WHAT NEEDS TO BE DONE: Make an exact copy of all the entries shown below.

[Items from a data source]
****************

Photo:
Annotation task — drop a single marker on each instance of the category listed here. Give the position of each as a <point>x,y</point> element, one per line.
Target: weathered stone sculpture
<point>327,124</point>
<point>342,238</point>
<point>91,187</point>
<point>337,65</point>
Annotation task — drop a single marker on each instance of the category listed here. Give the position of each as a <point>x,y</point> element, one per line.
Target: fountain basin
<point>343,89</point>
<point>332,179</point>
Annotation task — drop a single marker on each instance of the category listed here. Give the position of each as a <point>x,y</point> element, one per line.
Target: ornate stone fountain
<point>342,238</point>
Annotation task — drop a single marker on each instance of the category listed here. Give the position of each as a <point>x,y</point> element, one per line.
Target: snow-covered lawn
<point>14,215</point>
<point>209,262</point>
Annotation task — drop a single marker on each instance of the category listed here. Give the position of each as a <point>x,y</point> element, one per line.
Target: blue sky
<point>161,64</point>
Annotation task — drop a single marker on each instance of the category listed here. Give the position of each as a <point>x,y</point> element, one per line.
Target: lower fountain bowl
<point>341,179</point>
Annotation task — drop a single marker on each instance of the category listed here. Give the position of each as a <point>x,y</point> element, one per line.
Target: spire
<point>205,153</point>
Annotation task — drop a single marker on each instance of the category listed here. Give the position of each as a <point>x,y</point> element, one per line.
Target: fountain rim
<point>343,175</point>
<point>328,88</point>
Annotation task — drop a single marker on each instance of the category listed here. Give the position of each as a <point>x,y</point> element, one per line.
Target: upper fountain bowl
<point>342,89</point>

****************

RESULT OF THIS TASK:
Photo:
Annotation task — drop a single marker on each instance of the category listed here. Give the position of each as a <point>x,y</point> element, one per line.
Target: weathered stone sculpture
<point>327,124</point>
<point>342,238</point>
<point>91,187</point>
<point>337,65</point>
Annotation task — drop a single marker on each instance of the category listed here. Give the position of each as a <point>x,y</point> element, one per line.
Target: fountain basin
<point>343,89</point>
<point>332,179</point>
Annotation task — drop a single marker on each instance of the category listed here. Give the position of each as a <point>x,y</point> element, one per line.
Target: ornate stone fountain
<point>342,238</point>
Annotation task — drop a single marker on each instance of the category listed here. Give the position of each as a <point>x,y</point> element, one per line.
Target: snow-covered lawn
<point>14,215</point>
<point>209,262</point>
Annotation task — drop a single marker on each instance of the category listed here. Give the position of each as a <point>x,y</point> element, one per line.
Target: blue sky
<point>161,64</point>
Annotation task — drop a single marker on each instance of the category listed here. Give the position of each as a <point>x,y</point> element, one per line.
Target: lower fountain bowl
<point>341,179</point>
Annotation task — drop a single marker on each instance of the category listed here. Give the position of each as a <point>x,y</point> element, one per line.
Target: spire
<point>205,153</point>
Annotation task — drop a single marker on each instance of the category listed here. Give the position of each as a <point>x,y</point> element, one per line.
Target: fountain rim
<point>343,175</point>
<point>328,88</point>
Annotation task — drop a single marker on each instance of the category listed here. Give the position of each as a <point>x,y</point> element, one per line.
Target: upper fountain bowl
<point>342,89</point>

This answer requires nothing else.